文本摘录
哈特与奈格里认为非物质劳动具有以下特征:首先,非物质劳动融合了生产与生活。与物质劳动相比,非物质劳动生产的是诸如知识、观念、形象、情感、社会关系等,因而劳动者与其成果不容易分离开来,非物质劳动的生产过程与消费过程同步进行,创造商品价值的劳动侵占了劳动者的私人生活时间。随着劳动时间的变化,劳动地点也延伸至私人生活乃至整个社会。劳动者的生产与生活在非物质劳动中无法区分导致非物质劳动成果的价值无法依据劳动时间来计量。其次,非物质劳动是作为主体的人的劳动。非物质劳动表现为再生产主体的过程,人在生产的同时也被生产出来。非物质劳动的人是各种生产和操作中的能动主体,而不是服从简单指令的奴隶。非物质劳动不仅创造价值,而且提升人的主体性,是主体人的生命确证,能扩展劳动者的知识、丰富其情感、全面发展其能力并通过合作丰富人与人的关系。最后,非物质劳动是蕴含合作关系的劳动。工业化大生产过程中的劳动合作是资本组织规划的结果,其目的是资本增值,是一种外在强制。非物质劳动中的合作不依赖于资本,而是由劳动者在劳动过程中自觉生成的。非物质劳动包含主体间互动的情感劳动,“感情的劳动所产生的是社会网络、群体的形式和生物能量”[3](p279),在提升主体性的同时开启了新的合作关系。非物质劳动要求集体合作与协作,要求人必须具有沟通的能力、是工作团队的积极参与者。“非物质劳动条件下合作关系的生产已经变得内在于劳动而外在于资本”[8](p147),这种内在于劳动的合作孕育一种集体生命。

列表节选

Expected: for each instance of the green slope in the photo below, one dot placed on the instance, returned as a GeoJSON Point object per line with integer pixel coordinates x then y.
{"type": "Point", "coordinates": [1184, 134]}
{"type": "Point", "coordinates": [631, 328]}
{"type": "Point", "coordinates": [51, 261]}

任务 1
根据文本摘录,工业化大生产过程中的劳动合作是什么的结果?
任务 2
从"哈特与奈格里认为非物质劳动具"开始,一直到"劳动的合作孕育一种集体生命。",一字不差地引用文本摘录中的这段文字。
作答时只依据文本摘录。

完整答案 1
是资本组织规划的结果。

完整答案 2
哈特与奈格里认为非物质劳动具有以下特征:首先,非物质劳动融合了生产与生活。与物质劳动相比,非物质劳动生产的是诸如知识、观念、形象、情感、社会关系等,因而劳动者与其成果不容易分离开来,非物质劳动的生产过程与消费过程同步进行,创造商品价值的劳动侵占了劳动者的私人生活时间。随着劳动时间的变化,劳动地点也延伸至私人生活乃至整个社会。劳动者的生产与生活在非物质劳动中无法区分导致非物质劳动成果的价值无法依据劳动时间来计量。其次,非物质劳动是作为主体的人的劳动。非物质劳动表现为再生产主体的过程,人在生产的同时也被生产出来。非物质劳动的人是各种生产和操作中的能动主体,而不是服从简单指令的奴隶。非物质劳动不仅创造价值,而且提升人的主体性,是主体人的生命确证,能扩展劳动者的知识、丰富其情感、全面发展其能力并通过合作丰富人与人的关系。最后,非物质劳动是蕴含合作关系的劳动。工业化大生产过程中的劳动合作是资本组织规划的结果,其目的是资本增值,是一种外在强制。非物质劳动中的合作不依赖于资本,而是由劳动者在劳动过程中自觉生成的。非物质劳动包含主体间互动的情感劳动,“感情的劳动所产生的是社会网络、群体的形式和生物能量”[3](p279),在提升主体性的同时开启了新的合作关系。非物质劳动要求集体合作与协作,要求人必须具有沟通的能力、是工作团队的积极参与者。“非物质劳动条件下合作关系的生产已经变得内在于劳动而外在于资本”[8](p147),这种内在于劳动的合作孕育一种集体生命。